:: THE EXERCISE ::
Report every line of the listing below that contains the string "sandy", matching case exactly.

--- Start of EXCERPTED RECORDS ---

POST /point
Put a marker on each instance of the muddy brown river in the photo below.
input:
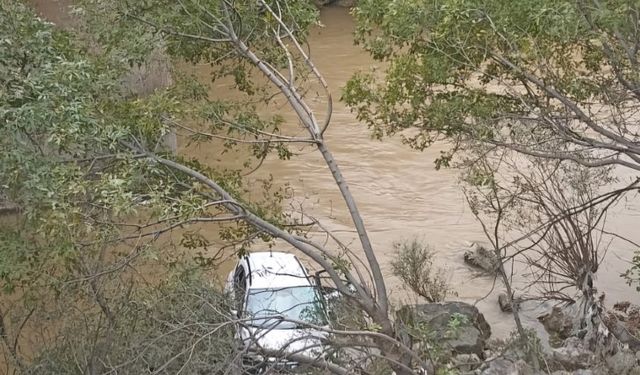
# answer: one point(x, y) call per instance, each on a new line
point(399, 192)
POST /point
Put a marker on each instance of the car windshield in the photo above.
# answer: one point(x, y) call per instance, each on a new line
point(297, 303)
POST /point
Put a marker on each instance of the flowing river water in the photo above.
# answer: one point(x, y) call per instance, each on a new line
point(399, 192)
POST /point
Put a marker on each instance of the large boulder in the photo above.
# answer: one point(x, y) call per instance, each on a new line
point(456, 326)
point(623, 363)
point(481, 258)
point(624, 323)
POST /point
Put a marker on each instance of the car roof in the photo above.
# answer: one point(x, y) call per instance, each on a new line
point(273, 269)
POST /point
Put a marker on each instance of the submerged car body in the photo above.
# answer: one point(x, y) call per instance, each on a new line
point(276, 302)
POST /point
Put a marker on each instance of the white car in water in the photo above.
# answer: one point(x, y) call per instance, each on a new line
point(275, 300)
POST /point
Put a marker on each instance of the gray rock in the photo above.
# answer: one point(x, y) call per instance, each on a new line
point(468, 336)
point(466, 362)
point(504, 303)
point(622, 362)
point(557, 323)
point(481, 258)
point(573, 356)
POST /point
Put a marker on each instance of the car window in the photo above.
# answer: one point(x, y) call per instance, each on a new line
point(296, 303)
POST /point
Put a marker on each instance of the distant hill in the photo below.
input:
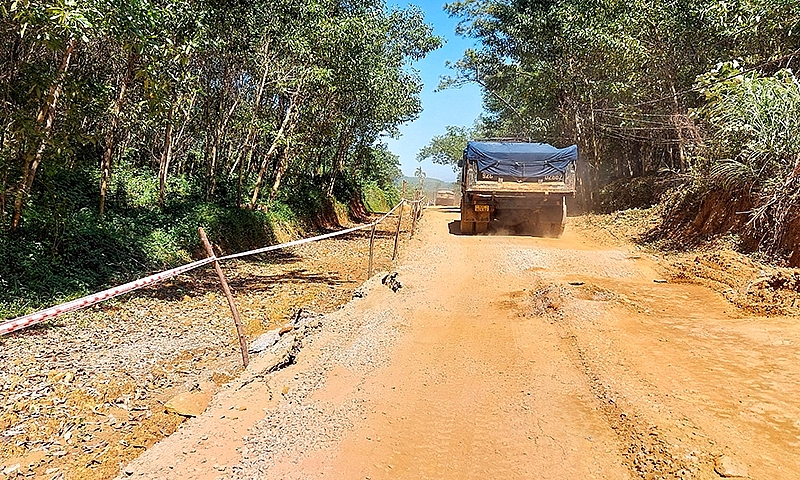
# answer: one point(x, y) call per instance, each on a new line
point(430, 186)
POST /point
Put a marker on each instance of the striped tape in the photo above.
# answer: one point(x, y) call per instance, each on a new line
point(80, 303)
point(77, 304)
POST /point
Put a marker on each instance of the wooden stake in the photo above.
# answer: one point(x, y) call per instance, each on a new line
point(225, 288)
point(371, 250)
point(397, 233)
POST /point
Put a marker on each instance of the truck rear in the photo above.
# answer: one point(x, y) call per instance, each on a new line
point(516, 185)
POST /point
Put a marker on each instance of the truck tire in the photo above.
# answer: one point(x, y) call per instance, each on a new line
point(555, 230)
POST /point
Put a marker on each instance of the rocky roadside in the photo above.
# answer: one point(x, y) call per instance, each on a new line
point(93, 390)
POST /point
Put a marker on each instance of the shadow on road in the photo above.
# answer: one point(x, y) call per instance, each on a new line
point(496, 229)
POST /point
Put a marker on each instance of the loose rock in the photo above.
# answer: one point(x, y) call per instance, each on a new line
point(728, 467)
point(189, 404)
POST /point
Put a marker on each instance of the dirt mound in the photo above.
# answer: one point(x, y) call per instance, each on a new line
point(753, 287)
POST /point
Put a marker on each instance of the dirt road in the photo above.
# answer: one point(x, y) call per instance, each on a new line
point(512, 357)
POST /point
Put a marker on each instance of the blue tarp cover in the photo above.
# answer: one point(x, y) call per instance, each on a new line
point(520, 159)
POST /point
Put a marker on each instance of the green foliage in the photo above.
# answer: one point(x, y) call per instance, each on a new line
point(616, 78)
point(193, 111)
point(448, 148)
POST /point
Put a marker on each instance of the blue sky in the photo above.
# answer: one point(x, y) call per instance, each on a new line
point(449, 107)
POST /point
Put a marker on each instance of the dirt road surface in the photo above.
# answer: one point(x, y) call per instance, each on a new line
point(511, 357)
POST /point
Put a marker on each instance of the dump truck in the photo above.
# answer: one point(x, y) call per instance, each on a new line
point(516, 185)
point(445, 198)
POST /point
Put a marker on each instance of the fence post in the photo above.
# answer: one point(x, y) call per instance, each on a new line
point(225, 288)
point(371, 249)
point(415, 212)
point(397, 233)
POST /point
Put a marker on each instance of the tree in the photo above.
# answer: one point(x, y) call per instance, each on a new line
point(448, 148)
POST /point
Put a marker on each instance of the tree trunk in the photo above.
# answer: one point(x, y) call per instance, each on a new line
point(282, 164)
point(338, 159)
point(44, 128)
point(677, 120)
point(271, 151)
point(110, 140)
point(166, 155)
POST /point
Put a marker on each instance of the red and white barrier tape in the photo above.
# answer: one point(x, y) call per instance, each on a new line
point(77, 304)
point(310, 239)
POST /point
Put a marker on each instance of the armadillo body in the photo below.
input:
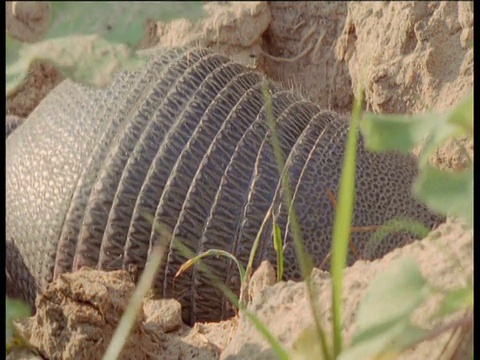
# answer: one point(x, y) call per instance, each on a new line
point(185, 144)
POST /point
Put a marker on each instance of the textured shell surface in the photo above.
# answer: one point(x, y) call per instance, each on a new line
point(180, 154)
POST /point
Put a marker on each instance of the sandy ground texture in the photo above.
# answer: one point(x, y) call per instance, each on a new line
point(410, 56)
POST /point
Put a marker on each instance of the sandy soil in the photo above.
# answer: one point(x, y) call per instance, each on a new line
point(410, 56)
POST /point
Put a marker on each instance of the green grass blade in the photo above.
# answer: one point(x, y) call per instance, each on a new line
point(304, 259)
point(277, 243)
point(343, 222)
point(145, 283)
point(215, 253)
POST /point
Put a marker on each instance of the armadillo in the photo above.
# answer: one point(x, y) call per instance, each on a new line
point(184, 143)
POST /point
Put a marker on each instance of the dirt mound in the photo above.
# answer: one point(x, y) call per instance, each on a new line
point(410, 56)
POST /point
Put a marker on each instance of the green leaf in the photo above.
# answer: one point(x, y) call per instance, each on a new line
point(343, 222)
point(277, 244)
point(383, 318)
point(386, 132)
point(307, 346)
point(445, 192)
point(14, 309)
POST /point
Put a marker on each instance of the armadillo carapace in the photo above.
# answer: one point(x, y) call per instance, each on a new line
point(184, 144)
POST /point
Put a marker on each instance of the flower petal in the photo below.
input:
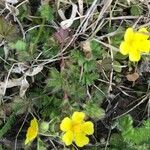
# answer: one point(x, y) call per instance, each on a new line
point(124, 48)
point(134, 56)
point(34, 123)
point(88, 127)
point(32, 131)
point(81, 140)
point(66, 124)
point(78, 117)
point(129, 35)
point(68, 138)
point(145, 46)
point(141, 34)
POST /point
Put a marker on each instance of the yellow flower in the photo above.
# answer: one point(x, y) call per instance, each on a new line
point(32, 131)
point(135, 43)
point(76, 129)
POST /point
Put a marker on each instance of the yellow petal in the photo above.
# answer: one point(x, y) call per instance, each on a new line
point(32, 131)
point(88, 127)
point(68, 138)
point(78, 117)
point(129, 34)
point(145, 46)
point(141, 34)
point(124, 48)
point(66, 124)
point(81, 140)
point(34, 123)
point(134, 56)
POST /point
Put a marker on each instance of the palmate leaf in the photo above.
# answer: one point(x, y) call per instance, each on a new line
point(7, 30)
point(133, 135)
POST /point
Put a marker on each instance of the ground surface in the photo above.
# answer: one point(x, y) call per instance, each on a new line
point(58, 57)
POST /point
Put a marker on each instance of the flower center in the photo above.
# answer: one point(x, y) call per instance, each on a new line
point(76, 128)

--- End of EXCERPTED RECORDS ---
--- Start of EXCERPTED RECORDS ---

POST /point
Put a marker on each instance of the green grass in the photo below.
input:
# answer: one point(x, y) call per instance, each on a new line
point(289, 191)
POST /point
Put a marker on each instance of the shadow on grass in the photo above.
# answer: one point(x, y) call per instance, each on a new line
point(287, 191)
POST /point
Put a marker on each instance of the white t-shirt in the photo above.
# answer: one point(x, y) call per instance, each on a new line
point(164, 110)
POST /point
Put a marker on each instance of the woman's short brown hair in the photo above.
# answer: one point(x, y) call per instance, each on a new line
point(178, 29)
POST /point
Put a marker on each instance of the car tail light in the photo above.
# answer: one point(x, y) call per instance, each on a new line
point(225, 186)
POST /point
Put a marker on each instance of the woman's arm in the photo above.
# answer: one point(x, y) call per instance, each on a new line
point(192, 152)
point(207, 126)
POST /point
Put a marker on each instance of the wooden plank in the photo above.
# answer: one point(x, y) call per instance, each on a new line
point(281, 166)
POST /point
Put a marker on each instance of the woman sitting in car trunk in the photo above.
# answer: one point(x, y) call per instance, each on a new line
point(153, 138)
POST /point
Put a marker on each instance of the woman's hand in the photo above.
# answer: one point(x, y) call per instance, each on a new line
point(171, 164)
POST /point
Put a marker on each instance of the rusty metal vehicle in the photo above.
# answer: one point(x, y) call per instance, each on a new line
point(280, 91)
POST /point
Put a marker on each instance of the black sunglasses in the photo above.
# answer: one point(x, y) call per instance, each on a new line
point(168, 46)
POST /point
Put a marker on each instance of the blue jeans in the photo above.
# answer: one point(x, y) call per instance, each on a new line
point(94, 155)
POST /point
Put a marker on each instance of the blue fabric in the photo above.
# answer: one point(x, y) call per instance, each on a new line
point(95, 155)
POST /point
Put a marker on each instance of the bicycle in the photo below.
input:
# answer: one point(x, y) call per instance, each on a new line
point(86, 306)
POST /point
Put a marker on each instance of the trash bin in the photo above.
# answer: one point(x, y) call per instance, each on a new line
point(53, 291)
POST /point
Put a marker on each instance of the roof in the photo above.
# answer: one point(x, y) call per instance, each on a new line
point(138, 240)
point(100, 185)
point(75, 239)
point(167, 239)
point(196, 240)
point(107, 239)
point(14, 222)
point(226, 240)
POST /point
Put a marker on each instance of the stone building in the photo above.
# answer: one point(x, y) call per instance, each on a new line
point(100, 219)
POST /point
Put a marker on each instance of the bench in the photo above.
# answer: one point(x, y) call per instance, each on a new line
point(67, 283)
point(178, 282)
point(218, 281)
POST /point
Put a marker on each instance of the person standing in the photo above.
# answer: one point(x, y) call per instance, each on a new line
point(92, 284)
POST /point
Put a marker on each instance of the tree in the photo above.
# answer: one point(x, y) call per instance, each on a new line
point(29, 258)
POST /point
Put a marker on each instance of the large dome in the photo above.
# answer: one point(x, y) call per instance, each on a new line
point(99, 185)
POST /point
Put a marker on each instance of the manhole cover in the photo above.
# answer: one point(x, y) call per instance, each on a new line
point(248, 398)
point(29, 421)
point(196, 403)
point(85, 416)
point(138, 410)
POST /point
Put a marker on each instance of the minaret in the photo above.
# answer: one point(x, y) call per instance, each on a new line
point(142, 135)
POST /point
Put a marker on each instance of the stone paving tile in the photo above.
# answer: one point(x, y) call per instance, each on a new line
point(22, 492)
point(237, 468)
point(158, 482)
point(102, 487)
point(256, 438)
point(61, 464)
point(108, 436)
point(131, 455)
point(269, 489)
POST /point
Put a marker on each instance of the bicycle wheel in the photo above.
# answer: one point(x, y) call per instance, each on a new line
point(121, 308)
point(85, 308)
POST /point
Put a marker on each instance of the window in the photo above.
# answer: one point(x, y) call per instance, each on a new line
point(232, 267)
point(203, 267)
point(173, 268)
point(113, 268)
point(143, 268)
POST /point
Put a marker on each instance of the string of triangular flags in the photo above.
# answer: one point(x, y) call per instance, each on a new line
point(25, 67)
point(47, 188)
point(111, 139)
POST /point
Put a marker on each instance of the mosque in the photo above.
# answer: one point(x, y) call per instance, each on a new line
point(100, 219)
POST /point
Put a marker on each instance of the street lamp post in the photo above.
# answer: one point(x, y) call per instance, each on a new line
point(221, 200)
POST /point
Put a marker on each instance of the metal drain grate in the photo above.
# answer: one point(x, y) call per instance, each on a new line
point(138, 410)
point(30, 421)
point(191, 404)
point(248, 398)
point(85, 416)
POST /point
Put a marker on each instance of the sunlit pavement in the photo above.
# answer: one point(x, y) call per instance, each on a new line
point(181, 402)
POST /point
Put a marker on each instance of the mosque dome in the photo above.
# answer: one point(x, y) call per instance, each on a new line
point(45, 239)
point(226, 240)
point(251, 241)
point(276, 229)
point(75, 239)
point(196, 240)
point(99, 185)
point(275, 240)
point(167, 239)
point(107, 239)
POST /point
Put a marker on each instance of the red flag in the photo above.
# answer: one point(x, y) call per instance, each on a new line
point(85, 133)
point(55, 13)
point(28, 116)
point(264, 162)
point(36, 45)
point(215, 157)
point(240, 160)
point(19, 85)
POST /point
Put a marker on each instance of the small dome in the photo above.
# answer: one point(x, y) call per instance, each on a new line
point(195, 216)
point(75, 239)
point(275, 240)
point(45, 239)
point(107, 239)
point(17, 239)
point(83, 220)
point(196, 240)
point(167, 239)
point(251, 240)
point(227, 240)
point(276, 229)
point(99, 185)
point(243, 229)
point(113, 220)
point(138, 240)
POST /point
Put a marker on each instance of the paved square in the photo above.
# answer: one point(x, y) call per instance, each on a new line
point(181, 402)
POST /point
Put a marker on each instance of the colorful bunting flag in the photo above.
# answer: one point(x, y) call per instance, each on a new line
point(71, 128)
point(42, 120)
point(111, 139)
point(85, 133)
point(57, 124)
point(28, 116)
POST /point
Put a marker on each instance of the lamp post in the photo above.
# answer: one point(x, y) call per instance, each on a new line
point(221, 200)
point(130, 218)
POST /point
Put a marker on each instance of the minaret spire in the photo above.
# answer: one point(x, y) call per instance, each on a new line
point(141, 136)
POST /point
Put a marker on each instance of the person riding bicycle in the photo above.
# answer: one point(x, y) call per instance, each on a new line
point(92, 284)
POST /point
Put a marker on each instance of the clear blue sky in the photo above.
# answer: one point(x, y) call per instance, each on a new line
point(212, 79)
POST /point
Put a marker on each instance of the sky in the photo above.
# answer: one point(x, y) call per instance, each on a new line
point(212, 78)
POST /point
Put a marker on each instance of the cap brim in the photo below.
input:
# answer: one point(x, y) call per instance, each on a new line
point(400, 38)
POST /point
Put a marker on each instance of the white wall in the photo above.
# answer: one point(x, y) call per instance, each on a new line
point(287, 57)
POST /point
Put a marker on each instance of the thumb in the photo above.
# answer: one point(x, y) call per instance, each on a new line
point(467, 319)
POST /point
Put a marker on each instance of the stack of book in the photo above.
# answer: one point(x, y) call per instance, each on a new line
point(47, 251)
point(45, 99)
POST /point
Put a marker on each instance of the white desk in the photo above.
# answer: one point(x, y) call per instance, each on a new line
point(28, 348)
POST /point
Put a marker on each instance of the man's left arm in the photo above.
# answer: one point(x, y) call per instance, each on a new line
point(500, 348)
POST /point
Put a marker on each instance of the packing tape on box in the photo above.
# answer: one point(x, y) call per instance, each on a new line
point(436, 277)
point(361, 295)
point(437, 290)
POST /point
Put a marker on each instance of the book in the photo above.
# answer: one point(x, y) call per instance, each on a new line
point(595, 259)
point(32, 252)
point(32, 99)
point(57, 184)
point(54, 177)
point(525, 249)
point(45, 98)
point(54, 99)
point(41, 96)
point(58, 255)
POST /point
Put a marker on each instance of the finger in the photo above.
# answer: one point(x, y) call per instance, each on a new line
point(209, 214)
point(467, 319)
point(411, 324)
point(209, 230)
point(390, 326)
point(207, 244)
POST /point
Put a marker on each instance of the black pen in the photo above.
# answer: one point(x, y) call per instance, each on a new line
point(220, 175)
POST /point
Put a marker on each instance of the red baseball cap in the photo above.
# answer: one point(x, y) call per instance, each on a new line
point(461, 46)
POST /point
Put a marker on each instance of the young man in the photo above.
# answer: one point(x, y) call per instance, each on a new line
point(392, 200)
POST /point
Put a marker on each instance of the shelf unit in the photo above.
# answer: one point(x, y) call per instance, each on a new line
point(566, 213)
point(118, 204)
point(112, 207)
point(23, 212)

--- End of EXCERPTED RECORDS ---

:: WORKED ANSWER ::
Put a marker on each instance of the sandy ground texture in the photo above.
Put a marker on each instance of the sandy soil in the photo above.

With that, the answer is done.